▶ **ARTICLE**
────────────────────────────────────────

‘Soviet Metal Exchange’: LME irks traders by freezing nickel market
The London Metal Exchange has enraged some of the world’s most influential electronic traders after it shut down its nickel market and unwound thousands of deals in response to a spike in the price of the metal.
Months after the 145-year-old exchange upset its traditional users by considering an end to raucous in-person dealing, the LME this week shut down its nickel trading — a market where it sets global benchmarks — in a move last seen in tin in 1985.
The crisis measure came after the metal’s value more than doubled in two days, to a record above $100,000 a tonne, as a large bet against the nickel price left the tycoon behind Tsingshan Holding Group, China’s leading stainless steel group, facing billions of dollars in potential losses.
But the exchange also cancelled all 5,000 nickel trades that had been executed on Tuesday, worth nearly $4bn. Mark Thompson, vice-chair of Tungsten West and a longstanding trader on the LME, estimated the exchange had wiped out $1.3bn of profit and loss on the deals. It was “in the interests of the market as a whole”, the LME said.

────────────────────────────────────────

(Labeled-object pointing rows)
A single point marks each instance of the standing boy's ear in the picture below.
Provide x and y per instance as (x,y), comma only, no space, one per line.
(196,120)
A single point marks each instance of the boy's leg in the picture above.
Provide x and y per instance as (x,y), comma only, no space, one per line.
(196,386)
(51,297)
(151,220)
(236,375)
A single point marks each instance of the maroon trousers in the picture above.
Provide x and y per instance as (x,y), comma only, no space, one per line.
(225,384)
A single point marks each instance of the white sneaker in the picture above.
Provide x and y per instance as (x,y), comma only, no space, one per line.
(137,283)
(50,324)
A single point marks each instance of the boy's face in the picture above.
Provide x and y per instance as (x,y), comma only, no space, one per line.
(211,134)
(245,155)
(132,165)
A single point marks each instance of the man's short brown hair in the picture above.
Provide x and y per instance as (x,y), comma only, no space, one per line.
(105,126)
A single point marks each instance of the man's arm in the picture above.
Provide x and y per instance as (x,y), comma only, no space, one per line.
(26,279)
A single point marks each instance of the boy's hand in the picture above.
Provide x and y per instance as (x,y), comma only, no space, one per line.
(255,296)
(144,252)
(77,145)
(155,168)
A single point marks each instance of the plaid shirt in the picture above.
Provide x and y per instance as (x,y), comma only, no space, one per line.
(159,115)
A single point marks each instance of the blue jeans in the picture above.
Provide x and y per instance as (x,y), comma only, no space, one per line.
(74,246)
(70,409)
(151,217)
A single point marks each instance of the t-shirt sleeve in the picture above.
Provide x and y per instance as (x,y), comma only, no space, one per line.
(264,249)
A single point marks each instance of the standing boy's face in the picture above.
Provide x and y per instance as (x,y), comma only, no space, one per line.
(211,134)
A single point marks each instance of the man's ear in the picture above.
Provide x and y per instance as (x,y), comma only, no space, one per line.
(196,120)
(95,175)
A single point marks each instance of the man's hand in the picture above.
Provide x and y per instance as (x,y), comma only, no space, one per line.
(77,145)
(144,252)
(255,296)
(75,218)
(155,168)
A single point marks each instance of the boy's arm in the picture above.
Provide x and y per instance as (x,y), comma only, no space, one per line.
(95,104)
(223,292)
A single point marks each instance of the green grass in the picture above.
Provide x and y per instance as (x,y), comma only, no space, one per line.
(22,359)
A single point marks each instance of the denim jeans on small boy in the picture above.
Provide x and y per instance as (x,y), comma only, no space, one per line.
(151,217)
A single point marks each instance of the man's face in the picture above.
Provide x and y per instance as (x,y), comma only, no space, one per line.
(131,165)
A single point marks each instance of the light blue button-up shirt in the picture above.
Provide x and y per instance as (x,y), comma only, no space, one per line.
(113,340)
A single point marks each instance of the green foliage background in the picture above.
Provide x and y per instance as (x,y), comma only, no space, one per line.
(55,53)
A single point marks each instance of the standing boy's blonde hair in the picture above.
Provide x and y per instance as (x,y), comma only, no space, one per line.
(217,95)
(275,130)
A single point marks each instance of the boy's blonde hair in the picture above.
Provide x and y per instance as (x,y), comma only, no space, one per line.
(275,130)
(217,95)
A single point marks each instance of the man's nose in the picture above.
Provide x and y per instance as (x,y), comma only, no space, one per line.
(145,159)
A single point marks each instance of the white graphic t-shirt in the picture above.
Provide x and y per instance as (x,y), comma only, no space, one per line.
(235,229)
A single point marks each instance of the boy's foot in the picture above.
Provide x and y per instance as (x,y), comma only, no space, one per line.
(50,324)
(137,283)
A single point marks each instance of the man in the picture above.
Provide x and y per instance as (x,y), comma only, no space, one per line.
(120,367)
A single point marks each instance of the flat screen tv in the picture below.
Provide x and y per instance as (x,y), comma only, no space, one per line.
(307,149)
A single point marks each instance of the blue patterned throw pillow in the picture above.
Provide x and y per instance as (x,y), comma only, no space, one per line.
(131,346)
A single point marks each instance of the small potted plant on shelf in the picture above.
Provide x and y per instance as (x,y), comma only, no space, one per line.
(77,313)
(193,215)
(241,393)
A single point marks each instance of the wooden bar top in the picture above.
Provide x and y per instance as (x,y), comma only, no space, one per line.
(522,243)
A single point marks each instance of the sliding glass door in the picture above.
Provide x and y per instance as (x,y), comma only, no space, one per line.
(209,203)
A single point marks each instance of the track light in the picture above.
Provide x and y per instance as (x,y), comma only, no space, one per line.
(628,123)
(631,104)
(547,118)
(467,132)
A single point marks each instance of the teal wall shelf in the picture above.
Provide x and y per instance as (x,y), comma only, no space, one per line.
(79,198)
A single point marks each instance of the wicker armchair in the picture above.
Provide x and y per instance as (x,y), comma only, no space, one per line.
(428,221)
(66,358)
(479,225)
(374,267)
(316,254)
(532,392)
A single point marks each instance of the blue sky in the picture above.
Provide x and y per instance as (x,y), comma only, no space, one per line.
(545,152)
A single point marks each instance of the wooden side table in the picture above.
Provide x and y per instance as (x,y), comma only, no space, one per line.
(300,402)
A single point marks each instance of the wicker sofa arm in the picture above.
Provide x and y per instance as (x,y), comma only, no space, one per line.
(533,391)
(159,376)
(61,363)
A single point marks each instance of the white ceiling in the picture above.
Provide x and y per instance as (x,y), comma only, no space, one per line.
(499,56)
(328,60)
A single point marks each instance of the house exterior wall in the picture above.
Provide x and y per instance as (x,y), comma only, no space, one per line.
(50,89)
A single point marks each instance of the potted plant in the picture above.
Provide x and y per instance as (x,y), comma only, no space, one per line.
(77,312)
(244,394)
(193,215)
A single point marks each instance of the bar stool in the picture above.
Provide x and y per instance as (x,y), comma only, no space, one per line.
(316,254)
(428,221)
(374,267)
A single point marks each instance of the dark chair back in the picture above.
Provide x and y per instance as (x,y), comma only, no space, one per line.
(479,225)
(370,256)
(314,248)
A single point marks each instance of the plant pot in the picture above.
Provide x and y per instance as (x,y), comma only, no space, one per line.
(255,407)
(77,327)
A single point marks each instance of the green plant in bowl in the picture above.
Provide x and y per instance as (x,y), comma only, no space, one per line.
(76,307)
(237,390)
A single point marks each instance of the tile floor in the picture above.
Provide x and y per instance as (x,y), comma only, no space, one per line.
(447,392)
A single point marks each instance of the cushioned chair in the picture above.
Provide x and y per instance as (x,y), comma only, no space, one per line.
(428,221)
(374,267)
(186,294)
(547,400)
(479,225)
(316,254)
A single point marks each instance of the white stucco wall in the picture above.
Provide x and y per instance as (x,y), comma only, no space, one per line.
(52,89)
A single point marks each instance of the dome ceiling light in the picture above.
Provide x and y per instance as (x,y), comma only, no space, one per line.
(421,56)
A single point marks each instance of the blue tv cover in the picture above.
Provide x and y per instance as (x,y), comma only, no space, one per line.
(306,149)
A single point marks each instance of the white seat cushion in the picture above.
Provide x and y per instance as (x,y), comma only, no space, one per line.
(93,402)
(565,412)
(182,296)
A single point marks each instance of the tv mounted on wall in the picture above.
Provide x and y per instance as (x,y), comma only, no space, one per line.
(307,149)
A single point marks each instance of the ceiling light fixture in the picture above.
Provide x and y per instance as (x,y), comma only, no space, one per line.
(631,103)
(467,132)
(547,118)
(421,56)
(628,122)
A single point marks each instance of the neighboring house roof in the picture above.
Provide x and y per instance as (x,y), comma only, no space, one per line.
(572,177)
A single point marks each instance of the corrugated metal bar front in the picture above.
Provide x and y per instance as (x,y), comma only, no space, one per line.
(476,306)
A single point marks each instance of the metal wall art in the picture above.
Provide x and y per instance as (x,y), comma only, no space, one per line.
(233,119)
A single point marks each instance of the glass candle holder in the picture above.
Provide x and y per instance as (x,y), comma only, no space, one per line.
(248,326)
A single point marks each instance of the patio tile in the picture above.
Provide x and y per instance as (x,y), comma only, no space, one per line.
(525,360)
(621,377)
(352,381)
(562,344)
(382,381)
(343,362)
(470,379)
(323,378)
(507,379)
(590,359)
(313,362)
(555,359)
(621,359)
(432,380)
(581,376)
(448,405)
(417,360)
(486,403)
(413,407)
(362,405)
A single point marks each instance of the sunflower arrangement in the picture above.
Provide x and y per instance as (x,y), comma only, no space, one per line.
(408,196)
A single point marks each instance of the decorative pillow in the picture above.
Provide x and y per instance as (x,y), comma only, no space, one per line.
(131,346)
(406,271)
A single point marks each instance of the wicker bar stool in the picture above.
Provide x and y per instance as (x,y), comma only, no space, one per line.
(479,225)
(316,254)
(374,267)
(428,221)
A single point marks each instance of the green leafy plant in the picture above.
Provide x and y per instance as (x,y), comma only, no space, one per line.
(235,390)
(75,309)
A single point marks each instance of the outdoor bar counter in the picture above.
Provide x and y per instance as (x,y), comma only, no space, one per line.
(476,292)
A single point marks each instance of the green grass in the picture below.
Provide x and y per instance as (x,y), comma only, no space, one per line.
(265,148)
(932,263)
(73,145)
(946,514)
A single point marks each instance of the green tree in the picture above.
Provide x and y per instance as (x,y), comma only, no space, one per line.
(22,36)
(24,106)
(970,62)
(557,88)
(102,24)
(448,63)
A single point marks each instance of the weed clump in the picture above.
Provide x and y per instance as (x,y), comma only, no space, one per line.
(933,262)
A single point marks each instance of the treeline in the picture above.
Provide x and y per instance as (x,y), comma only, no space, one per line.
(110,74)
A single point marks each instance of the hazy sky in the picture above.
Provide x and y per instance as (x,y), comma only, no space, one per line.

────────────────────────────────────────

▶ **SHORT TASK**
Reproduce the passage from the nickel article above, beginning at the words "But the exchange" and stopping after the words "the LME said.".

▶ **IN RESPONSE**
But the exchange also cancelled all 5,000 nickel trades that had been executed on Tuesday, worth nearly $4bn. Mark Thompson, vice-chair of Tungsten West and a longstanding trader on the LME, estimated the exchange had wiped out $1.3bn of profit and loss on the deals. It was “in the interests of the market as a whole”, the LME said.